### SET EXERCISE
Could you rewrite the rows below, changing every "portion" to "region" and leaving everything else as it is?

[Items from a labeling collection]
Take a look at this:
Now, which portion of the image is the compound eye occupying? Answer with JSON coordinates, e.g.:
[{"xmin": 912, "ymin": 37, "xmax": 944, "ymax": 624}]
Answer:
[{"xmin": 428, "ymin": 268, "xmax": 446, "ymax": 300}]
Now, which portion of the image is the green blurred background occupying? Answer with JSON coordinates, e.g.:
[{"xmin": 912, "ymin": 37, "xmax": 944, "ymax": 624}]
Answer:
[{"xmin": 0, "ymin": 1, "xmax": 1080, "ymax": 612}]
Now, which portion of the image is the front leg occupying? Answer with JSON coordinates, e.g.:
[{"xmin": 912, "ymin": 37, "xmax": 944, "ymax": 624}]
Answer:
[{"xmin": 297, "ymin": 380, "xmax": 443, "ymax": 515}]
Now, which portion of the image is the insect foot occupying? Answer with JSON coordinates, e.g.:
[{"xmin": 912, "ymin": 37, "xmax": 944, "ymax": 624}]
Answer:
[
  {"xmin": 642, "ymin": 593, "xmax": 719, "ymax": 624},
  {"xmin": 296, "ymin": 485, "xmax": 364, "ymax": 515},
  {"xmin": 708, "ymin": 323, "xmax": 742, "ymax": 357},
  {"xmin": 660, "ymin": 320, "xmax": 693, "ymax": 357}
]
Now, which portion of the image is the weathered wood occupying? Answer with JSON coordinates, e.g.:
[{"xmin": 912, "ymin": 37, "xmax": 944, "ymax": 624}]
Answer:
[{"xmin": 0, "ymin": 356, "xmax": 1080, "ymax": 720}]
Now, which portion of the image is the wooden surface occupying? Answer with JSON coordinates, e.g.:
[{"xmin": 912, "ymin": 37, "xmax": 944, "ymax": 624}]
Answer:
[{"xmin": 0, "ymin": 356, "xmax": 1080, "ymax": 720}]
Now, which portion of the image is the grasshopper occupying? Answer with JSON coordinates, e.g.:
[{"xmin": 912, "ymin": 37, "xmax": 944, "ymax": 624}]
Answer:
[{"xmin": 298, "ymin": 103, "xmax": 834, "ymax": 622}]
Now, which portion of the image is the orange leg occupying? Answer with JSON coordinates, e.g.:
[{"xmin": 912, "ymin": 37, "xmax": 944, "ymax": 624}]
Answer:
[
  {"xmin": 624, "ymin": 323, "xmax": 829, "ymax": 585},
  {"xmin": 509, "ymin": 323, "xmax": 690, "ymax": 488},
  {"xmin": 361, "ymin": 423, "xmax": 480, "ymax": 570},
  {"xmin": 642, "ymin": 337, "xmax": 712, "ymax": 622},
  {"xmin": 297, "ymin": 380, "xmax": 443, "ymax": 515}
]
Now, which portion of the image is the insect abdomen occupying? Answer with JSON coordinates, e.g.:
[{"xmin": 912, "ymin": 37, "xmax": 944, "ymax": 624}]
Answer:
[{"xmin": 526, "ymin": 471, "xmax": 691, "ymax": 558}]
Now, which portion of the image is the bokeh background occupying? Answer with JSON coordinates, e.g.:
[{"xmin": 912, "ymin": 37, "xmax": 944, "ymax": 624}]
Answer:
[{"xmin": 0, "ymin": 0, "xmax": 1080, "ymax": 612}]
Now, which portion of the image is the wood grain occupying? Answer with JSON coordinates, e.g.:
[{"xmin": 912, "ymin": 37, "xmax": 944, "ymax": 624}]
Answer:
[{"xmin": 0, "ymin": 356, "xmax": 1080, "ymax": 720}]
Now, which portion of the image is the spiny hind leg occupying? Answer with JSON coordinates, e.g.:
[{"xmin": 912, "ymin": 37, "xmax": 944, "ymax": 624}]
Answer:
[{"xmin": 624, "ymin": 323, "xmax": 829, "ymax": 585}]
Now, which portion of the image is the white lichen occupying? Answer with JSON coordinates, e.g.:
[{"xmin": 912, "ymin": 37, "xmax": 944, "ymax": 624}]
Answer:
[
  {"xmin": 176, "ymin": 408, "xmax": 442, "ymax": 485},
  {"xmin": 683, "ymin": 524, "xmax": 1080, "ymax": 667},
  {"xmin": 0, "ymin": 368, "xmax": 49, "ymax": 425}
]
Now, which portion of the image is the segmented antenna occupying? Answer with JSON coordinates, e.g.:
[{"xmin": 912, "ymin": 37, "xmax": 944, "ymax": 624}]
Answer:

### EXPECTED ANSWER
Take a look at this:
Now, which region of the image is the compound eye occupying? Answer with JSON coordinates, e.g.:
[{"xmin": 912, "ymin": 37, "xmax": 944, "ymax": 624}]
Answer:
[{"xmin": 428, "ymin": 268, "xmax": 446, "ymax": 300}]
Now, which region of the image is the green blurred background occupying? Answer with JSON coordinates, e.g.:
[{"xmin": 912, "ymin": 37, "xmax": 944, "ymax": 624}]
Answer:
[{"xmin": 0, "ymin": 1, "xmax": 1080, "ymax": 612}]
Now, which region of the image is the front leg occupying? Answer with JSON coordinates, e.g.:
[{"xmin": 912, "ymin": 37, "xmax": 944, "ymax": 624}]
Answer:
[{"xmin": 297, "ymin": 380, "xmax": 443, "ymax": 515}]
Now, which region of the image is the insect foot occupying? Answer with JSON coordinates, e.g.:
[{"xmin": 912, "ymin": 37, "xmax": 944, "ymax": 624}]
Answer:
[
  {"xmin": 642, "ymin": 593, "xmax": 719, "ymax": 624},
  {"xmin": 296, "ymin": 485, "xmax": 364, "ymax": 515},
  {"xmin": 708, "ymin": 323, "xmax": 742, "ymax": 357},
  {"xmin": 660, "ymin": 320, "xmax": 693, "ymax": 357}
]
Now, which region of the image is the weathered wood occupying? Answer with JSON coordinates, e.g.:
[{"xmin": 912, "ymin": 37, "xmax": 944, "ymax": 624}]
Answer:
[{"xmin": 0, "ymin": 356, "xmax": 1080, "ymax": 720}]
Now, which region of the image is the wooden surface occupying? Answer with JSON coordinates, e.g.:
[{"xmin": 912, "ymin": 37, "xmax": 944, "ymax": 624}]
Answer:
[{"xmin": 0, "ymin": 356, "xmax": 1080, "ymax": 720}]
Now, which region of the image is the grasshopper occupying? Answer with JSON coordinates, e.g.:
[{"xmin": 912, "ymin": 37, "xmax": 944, "ymax": 624}]
Answer:
[{"xmin": 298, "ymin": 103, "xmax": 834, "ymax": 622}]
Now, which region of the image is the orange leg occupying? Answer with JSON coordinates, e.g.:
[{"xmin": 912, "ymin": 37, "xmax": 944, "ymax": 624}]
Answer:
[
  {"xmin": 624, "ymin": 323, "xmax": 829, "ymax": 585},
  {"xmin": 509, "ymin": 323, "xmax": 690, "ymax": 488},
  {"xmin": 361, "ymin": 423, "xmax": 480, "ymax": 570},
  {"xmin": 642, "ymin": 337, "xmax": 712, "ymax": 622},
  {"xmin": 297, "ymin": 380, "xmax": 443, "ymax": 515}
]
Now, which region of the image is the insect abdomen occupying? Answer with JSON coordinates, e.g.:
[{"xmin": 912, "ymin": 37, "xmax": 944, "ymax": 624}]
Answer:
[{"xmin": 526, "ymin": 471, "xmax": 691, "ymax": 558}]
Now, which region of the image is the bokeh background occupying? Answer with JSON coordinates, e.g.:
[{"xmin": 912, "ymin": 37, "xmax": 944, "ymax": 624}]
Answer:
[{"xmin": 0, "ymin": 0, "xmax": 1080, "ymax": 612}]
Now, which region of the image is the wood grain occupying? Answer with JSON coordinates, e.g.:
[{"xmin": 912, "ymin": 37, "xmax": 944, "ymax": 624}]
Answer:
[{"xmin": 0, "ymin": 356, "xmax": 1080, "ymax": 720}]
Now, which region of the image is the spiny hind leg occupying? Answer with JSON coordinates, e.g.:
[{"xmin": 912, "ymin": 37, "xmax": 944, "ymax": 624}]
Answer:
[{"xmin": 624, "ymin": 323, "xmax": 829, "ymax": 585}]
Now, which region of the image is the white lichen occupying? Answer with JSON coordinates, e.g.:
[{"xmin": 912, "ymin": 37, "xmax": 944, "ymax": 624}]
Answer:
[
  {"xmin": 176, "ymin": 408, "xmax": 442, "ymax": 485},
  {"xmin": 683, "ymin": 524, "xmax": 1080, "ymax": 667},
  {"xmin": 0, "ymin": 368, "xmax": 49, "ymax": 425}
]
Now, which region of the image is the segmented antenna occupying? Answer with JSON coordinates, e.g.:
[{"xmin": 912, "ymin": 37, "xmax": 944, "ymax": 624}]
Answer:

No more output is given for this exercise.